── Data for the task

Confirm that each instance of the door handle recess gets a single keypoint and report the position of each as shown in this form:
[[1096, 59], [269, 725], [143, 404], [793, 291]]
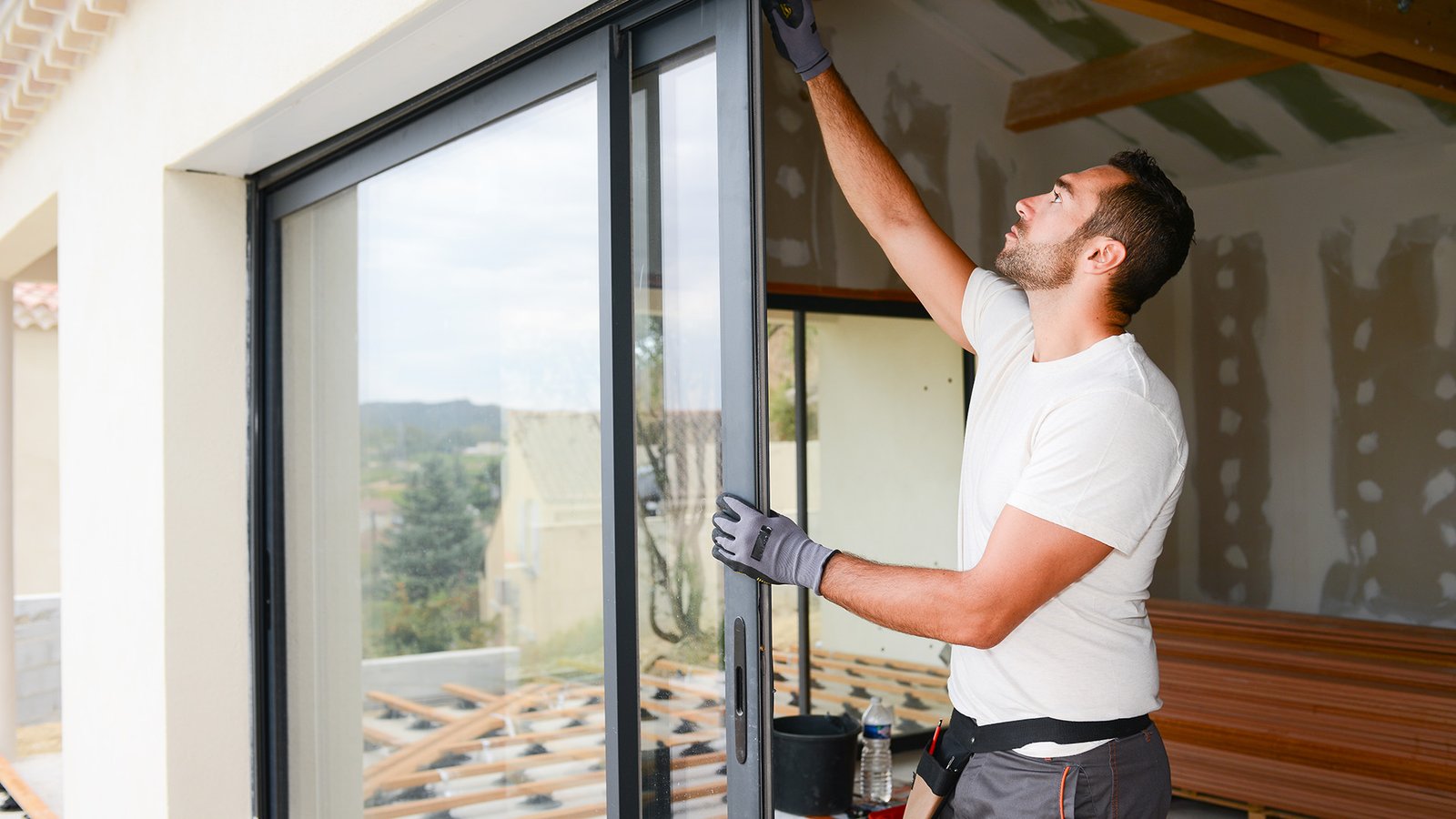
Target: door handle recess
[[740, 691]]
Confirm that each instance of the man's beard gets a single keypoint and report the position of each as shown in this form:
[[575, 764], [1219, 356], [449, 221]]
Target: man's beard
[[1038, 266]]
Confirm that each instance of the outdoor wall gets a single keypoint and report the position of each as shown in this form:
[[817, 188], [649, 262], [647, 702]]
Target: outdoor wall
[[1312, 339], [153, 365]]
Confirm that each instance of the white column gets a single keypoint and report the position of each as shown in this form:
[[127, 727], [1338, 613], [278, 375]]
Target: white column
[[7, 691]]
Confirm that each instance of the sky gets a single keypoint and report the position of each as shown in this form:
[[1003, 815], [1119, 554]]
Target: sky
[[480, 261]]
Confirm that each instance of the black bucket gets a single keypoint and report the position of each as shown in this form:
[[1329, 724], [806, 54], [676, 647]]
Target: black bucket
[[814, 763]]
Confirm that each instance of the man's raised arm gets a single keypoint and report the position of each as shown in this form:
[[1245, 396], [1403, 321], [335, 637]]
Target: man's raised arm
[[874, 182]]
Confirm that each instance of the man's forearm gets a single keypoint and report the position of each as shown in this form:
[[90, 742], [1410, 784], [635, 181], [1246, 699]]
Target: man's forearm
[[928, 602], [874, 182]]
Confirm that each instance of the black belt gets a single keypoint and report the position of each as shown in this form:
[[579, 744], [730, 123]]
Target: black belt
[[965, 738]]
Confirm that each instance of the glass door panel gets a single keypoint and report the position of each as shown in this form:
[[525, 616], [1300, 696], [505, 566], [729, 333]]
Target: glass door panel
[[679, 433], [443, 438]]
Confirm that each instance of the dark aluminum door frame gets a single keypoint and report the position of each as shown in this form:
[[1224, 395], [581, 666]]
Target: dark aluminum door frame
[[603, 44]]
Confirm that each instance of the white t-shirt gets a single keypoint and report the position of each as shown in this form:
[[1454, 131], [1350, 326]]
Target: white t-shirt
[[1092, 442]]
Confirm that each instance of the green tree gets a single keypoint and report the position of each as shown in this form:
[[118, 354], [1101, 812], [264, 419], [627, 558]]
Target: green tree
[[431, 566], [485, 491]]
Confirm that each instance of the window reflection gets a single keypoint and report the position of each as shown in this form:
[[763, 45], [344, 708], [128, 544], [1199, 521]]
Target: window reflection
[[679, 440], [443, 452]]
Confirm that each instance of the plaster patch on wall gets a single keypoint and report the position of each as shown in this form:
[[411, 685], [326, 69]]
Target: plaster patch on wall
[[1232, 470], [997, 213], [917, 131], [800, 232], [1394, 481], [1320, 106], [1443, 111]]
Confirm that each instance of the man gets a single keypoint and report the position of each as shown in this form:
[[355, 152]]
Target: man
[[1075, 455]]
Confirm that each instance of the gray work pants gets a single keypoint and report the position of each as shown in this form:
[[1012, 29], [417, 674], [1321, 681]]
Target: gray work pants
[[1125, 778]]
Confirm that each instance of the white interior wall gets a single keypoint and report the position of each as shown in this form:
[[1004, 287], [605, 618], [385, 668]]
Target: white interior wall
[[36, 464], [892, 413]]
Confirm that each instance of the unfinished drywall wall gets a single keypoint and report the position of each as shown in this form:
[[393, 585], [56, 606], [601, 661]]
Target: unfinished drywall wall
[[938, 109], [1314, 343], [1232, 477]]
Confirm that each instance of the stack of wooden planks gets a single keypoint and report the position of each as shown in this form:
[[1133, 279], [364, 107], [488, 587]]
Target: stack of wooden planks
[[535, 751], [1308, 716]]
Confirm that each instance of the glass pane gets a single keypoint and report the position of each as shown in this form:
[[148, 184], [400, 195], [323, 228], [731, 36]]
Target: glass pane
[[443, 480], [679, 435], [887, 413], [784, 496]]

────

> _Exercise directions_
Write out each of the lines above exactly, from the first to the last, and omit the pictures from your copy.

> _Result of the exercise_
Confirm that each instance of the door handle recess gets a single keypoint and report the position of each as shown in this form:
[[1096, 59], [269, 725], [143, 404], [793, 291]]
Target: door handle recess
[[740, 691]]
Confirm that each instance of the man's beard gets a single keypoint and report the position of each as shown in this form:
[[575, 764], [1219, 356], [449, 221]]
Target: man's beard
[[1038, 266]]
Confirm that each instance of the outdoor wall gets a single keypoint and report the position of each as shown in this form:
[[817, 188], [649, 262], [647, 702]]
Target: outdoor wall
[[1312, 339], [153, 365]]
Confirm that each instance of the white column gets a single keypoint and report the position of each as shown in this form:
[[127, 727], [1338, 613], [278, 375]]
Target: white column
[[7, 691]]
Confirm that each instance of the sky gets a single keypoint and report the position of each as shown in this form:
[[1003, 815], [1119, 554]]
Target: sky
[[480, 261]]
Confirm that each instance of the black bucket gets a single keypoint and report the position of each as shown in this form:
[[1329, 724], [806, 54], [676, 647]]
Target: black bucket
[[814, 763]]
Confirm that each instance of the man's raised arm gets a single keypoint and report the position of each as shown in this form:
[[1245, 396], [1403, 321], [335, 637]]
Target: man's raised arm
[[874, 182]]
Confirm that each instance of the man's forearm gets a single keypoint and report the position of each as shown in this form:
[[90, 742], [1410, 784], [635, 181], [1246, 699]]
Target: man's forearm
[[928, 602], [874, 182]]
Confirm that each instance of the black belt gets a single keypoint and report the position of each as shown in this form:
[[579, 744], [730, 123]]
Target: black belt
[[965, 738]]
Confirm that each instance of the glass door panel gets a single keypoint and report the position of each as shown in this form:
[[525, 616], [1300, 696], [505, 566], [729, 333]]
Target: glass door panel
[[679, 433], [443, 438]]
Confirm that each instance of the dark aluminum door frame gets a single keypoint and report the position of each as shown in this form:
[[1224, 395], [581, 666]]
Target: dark aluminum door frame
[[603, 44]]
Confirm that each instance of the white t-shirt gets a single keypoint and report the position of each as shown in this form:
[[1454, 131], [1350, 326]]
Target: white t-shirt
[[1092, 442]]
Confirm that each instance of the green tree gets a single keypoint and report the position of each as shown in this form:
[[118, 354], [1101, 812], [264, 419], [627, 558]]
Target: green tree
[[431, 566], [485, 491]]
Confirm that each instance of the window reflection gets a single keypoint and report the position of each as shown in this form:
[[763, 45], [344, 708], [128, 544], [1199, 521]]
Target: window reflection
[[679, 440], [443, 452]]
Confirm that each instance of the plaster patch on wall gets a single keypoint and report the position of each as shown in this form:
[[411, 685], [326, 69]]
Target: plaster patch on wall
[[1232, 470], [997, 213], [917, 131], [800, 232], [1394, 481], [1320, 106], [1443, 111]]
Confirm that each instance of the man gets a single keypoint and report the position of each as shown in this form:
[[355, 152]]
Target: man
[[1075, 455]]
Confirm that each instance of the gray work pants gets a single keypoint and report the position of each as shown in this form:
[[1012, 29], [417, 674], [1321, 681]]
Target: gray work pants
[[1125, 778]]
Confirm that each instance of the white interior wall gets a single keypoint and report the position of each as shown in this form:
[[1004, 287], [605, 618], [385, 668]]
Target: white interior wall
[[36, 464], [892, 413]]
Confirm that each instance of the unfinished drywall wall gets a single keypoint and report the position of each as shown in this form:
[[393, 585], [56, 606], [601, 661]]
Target: unfinished drywall wall
[[938, 109], [1314, 343], [1232, 477]]
Confirm that each instance of the stack of wooden planks gets a single keypoint and report the position of each as shown in this form:
[[1133, 279], [364, 107], [488, 587]]
Target: stack of wooden planks
[[535, 751], [1308, 716]]
Confirm that each instance of the glass pane gets a single keypoint and report the position of each as shown in this form:
[[148, 184], [400, 195], [323, 228], [731, 36]]
Target: glass pane
[[443, 480], [679, 435], [887, 413], [784, 496]]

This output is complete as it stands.